**Source material**
----------------------------------------

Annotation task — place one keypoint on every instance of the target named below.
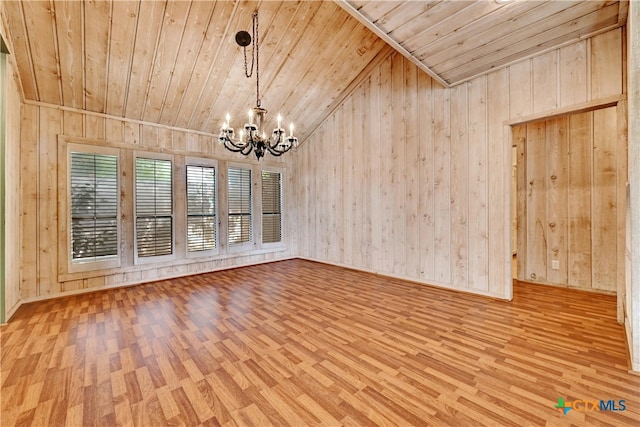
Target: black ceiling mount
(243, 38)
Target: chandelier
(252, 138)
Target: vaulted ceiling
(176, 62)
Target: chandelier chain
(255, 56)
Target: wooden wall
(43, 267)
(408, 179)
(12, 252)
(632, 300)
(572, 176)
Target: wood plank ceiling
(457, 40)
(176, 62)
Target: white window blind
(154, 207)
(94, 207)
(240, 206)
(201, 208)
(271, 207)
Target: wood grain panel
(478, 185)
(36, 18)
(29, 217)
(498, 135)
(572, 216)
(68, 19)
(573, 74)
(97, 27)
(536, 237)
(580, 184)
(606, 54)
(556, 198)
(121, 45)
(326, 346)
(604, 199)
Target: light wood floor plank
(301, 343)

----------------------------------------

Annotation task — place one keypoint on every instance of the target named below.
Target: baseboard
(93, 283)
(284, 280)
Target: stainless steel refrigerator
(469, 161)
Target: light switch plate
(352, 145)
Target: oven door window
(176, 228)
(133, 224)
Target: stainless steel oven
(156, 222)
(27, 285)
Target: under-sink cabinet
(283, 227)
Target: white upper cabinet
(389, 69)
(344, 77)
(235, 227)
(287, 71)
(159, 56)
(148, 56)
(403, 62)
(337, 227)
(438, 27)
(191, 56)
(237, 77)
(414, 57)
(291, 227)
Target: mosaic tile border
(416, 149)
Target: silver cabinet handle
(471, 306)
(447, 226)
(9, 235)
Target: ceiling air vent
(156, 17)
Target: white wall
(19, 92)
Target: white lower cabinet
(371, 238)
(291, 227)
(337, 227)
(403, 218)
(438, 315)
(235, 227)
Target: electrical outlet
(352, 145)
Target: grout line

----------------------------------------

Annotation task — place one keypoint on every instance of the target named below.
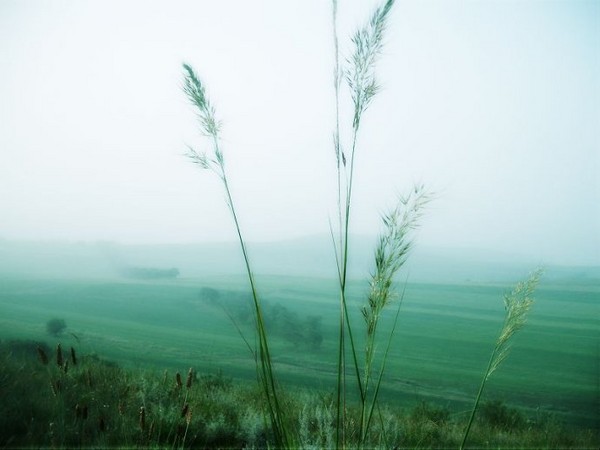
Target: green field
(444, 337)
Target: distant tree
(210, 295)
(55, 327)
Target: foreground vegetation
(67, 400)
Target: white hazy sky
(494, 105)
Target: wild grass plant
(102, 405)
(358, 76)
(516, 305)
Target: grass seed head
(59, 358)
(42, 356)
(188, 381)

----------------------------------------

**Your instructions**
Output the lines above, from the one containing "Target: silver cabinet handle" through the one containing "Target: grout line", both included, as a JSON list of strings with one string per line and blank lines omitted.

**Finished task**
[
  "Target: silver cabinet handle",
  "(471, 306)",
  "(447, 226)",
  "(9, 235)",
  "Target: ceiling air vent",
  "(156, 17)",
  "Target: white wall",
  "(19, 92)",
  "Target: white lower cabinet",
  "(371, 238)",
  "(291, 227)",
  "(337, 227)",
  "(403, 218)",
  "(438, 315)",
  "(235, 227)",
  "Target: electrical outlet",
  "(352, 145)",
  "Target: grout line"
]